Without the images, write out the whole listing exactly.
BEGIN Extracted data
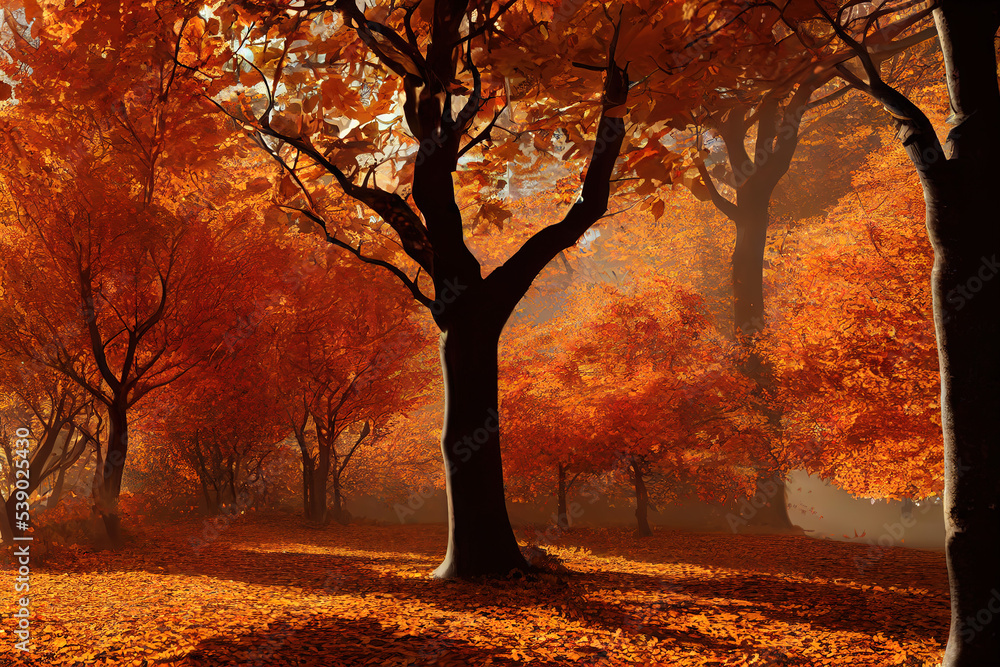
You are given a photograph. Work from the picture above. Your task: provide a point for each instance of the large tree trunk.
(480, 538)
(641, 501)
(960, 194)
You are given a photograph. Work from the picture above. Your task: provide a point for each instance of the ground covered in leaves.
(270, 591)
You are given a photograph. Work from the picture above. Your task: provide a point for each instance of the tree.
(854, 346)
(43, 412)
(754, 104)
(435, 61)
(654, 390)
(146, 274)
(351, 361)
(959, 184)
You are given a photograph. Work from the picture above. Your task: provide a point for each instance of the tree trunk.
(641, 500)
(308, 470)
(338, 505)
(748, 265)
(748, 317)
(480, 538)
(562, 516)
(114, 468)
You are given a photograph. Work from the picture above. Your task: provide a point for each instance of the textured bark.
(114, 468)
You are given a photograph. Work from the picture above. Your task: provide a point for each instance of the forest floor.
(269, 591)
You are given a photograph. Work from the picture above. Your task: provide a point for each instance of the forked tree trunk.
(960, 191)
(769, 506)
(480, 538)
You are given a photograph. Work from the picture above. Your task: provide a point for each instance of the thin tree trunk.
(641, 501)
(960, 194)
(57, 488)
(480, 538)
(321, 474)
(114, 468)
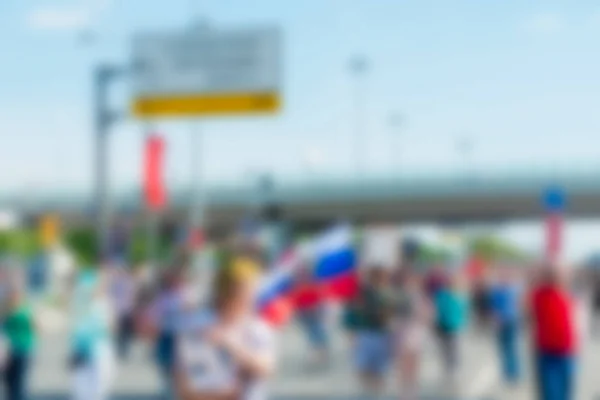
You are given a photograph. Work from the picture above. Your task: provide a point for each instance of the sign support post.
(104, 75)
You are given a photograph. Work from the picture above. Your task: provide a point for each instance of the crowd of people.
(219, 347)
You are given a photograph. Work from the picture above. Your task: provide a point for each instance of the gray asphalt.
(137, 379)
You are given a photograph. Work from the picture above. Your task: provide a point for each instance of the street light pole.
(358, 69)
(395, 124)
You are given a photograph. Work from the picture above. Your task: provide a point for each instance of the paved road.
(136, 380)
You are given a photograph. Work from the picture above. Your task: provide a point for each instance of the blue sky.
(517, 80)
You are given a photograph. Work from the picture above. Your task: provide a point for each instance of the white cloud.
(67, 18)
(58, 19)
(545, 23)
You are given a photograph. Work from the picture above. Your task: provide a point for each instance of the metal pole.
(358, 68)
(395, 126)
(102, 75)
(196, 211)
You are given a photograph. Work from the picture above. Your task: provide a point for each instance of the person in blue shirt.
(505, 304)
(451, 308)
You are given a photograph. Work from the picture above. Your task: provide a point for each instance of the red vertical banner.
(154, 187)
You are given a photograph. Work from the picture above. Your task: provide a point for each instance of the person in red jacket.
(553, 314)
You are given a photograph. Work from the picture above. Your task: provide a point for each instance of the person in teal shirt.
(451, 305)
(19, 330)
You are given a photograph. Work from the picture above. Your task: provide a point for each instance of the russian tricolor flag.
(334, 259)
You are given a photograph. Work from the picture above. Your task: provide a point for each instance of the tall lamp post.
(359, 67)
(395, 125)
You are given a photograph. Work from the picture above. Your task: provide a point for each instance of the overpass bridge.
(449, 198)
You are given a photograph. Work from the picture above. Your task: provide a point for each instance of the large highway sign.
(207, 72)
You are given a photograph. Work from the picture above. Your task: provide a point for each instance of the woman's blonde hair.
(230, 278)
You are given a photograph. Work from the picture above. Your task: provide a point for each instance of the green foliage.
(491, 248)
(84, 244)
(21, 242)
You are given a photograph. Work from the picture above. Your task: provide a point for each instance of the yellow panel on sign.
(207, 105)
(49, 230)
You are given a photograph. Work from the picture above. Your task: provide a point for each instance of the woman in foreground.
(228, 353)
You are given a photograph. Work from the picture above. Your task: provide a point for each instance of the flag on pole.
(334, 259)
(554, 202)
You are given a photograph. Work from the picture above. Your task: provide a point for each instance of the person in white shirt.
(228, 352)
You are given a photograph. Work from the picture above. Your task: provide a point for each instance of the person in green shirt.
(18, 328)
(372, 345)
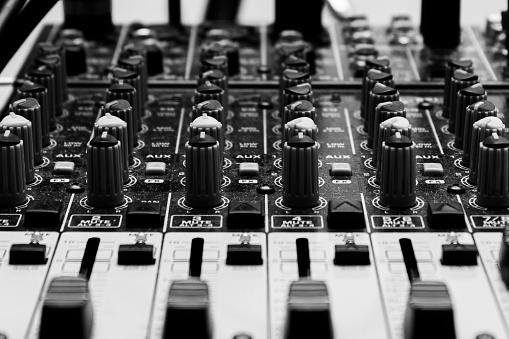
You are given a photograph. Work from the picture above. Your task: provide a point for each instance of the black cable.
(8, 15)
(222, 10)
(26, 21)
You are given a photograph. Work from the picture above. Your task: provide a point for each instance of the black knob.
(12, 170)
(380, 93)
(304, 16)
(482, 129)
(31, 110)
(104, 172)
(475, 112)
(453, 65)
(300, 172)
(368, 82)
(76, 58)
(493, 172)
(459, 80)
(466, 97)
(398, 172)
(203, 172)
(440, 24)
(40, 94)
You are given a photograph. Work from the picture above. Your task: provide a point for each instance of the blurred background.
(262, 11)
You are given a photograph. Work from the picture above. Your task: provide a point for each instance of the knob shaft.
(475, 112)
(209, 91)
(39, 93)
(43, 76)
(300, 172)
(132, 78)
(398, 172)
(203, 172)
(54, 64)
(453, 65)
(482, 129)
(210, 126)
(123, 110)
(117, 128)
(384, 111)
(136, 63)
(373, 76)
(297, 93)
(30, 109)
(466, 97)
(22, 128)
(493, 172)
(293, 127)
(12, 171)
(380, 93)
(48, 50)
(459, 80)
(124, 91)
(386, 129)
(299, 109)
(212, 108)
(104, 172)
END Extracted data
→ **Task response**
You are given a photograph. Work from the picture above. Your task: provide a point for each instance of the large tree trunk.
(480, 538)
(641, 501)
(960, 194)
You are given a photograph. Work from the picture above. Your task: provide a point for each instance of the ground covered in leaves.
(270, 591)
You are given a photograph. Work from the picture above. Your task: provide a point for each instance of the tree.
(854, 346)
(43, 412)
(754, 104)
(435, 61)
(654, 390)
(146, 274)
(351, 361)
(959, 184)
You are given a photograph. Work from the picture above. Your task: provide a point for each instance of the tree trunk.
(641, 500)
(308, 470)
(338, 505)
(748, 265)
(748, 317)
(480, 538)
(562, 516)
(114, 468)
You are given a photograph. Work from the picture above. Your task: provide a point for each instance of the textured bark.
(114, 468)
You are given a photograph. Work from the picture above. Your task: provide a point for each instance of the forest floor.
(269, 591)
You are given a photograph. Work from the picture above. Your task: provide a point for each instance of the forked tree trunk.
(960, 191)
(769, 506)
(480, 538)
You are given a photograph. Work from the picture above. Your task: provide a point for each instance of the thin tree trunk.
(641, 501)
(960, 194)
(57, 488)
(480, 538)
(321, 474)
(114, 468)
You are given a photograph. Work from the picture above. Your task: provide a point for each instance of the sign support post.
(104, 75)
You are given a photograph. Work from the picture above. Your task: provide a point for each instance of the crowd of people.
(219, 347)
You are given a photograph. Work from the picture above. Your task: provide a point for each instance of the gray asphalt.
(137, 379)
You are given a photograph. Work from the picture above. Your task: provide a point for each instance of the street light pole.
(358, 69)
(395, 124)
You are given a photograph. Work from the picture above. Your task: provide a point for each instance of the paved road.
(136, 380)
You are given a photograph. Work from the picture above. Your task: provide a point for each instance of the blue sky.
(517, 80)
You are given a photograph. Work from the picture above. Your task: provide a point for each instance of the white cloud.
(67, 18)
(58, 19)
(545, 23)
You are given a photograph. Work from the picture above. Your task: provide a point for each instance of the metal pole.
(358, 68)
(395, 126)
(102, 75)
(196, 211)
You are given a photograph. Work from the picture above. Your task: provide a point for each instance of the person in blue shirt.
(505, 304)
(451, 308)
You are given a photograph. Work from the picture above. Your task: provide a point for each instance of the red vertical banner.
(154, 187)
You are given a photograph. Work from the picture above. Your task: provide a point for each instance of the person in red jacket.
(553, 314)
You are given a photograph. Work from the picture above. Your task: provide a point for each instance of the person in teal shirt.
(451, 305)
(19, 330)
You are given a photograph. Work from the picture above. Your task: provide a point for each instance of the russian tricolor flag.
(334, 259)
You are given a photograph. Work from the picture above. Your task: provide a point for each instance of the tall lamp post.
(359, 67)
(395, 125)
You are given a photograph. Work from the picture above. Your task: provide a point for each instance of the overpass bridge.
(449, 198)
You are given a photograph. Work from the picture above. Your task: provide a point for each instance of the large highway sign.
(207, 72)
You are given a photograph. Work from the picture above. Your task: provide a point for each instance of the woman's blonde hair.
(230, 278)
You are given a photograph. Work from the picture above. Your task: provide a point for each instance of the green foliage.
(491, 248)
(84, 244)
(21, 242)
You are given a photograph. Work from the picture above. Your task: provide a point for each instance of the yellow panel on sign.
(207, 105)
(49, 230)
You are given a photograph. Work from the picture above. Your task: provide a point for each instance of the woman in foreground.
(228, 353)
You are given a photograph. Work from the picture above. Your task: provide a point for each instance of the flag on pole.
(334, 259)
(554, 202)
You are given a photograph. Work from the picture above. Your task: provide a point for each instance of the person in white shirt.
(228, 352)
You are given a photograph. Work from the picture above. Your task: provide a point for each instance of the person in green shirt.
(18, 328)
(372, 345)
You are given a photograph. Work from the picture above. Your task: provide a point for each instance of the black cable.
(8, 15)
(222, 10)
(26, 21)
You are given a photograph. Work from the picture above. Your task: provide a point for each instance of the black knob.
(12, 170)
(380, 93)
(304, 16)
(482, 129)
(31, 110)
(104, 172)
(475, 112)
(453, 65)
(300, 172)
(368, 82)
(76, 58)
(493, 172)
(459, 80)
(466, 97)
(398, 172)
(203, 172)
(440, 24)
(40, 94)
You are given a photograph. Work from the picture above. Your task: provide a point for each instance of the blurred background.
(262, 11)
You are given a photograph. Work from the picture above. Your task: provide a point for each instance of the knob shaft.
(475, 112)
(209, 91)
(39, 93)
(43, 76)
(300, 172)
(132, 78)
(398, 172)
(203, 172)
(54, 64)
(453, 65)
(482, 129)
(210, 126)
(123, 110)
(117, 128)
(384, 111)
(136, 63)
(373, 76)
(297, 93)
(30, 109)
(466, 97)
(22, 128)
(493, 172)
(293, 127)
(12, 171)
(380, 93)
(48, 50)
(459, 80)
(124, 91)
(386, 129)
(299, 109)
(212, 108)
(104, 172)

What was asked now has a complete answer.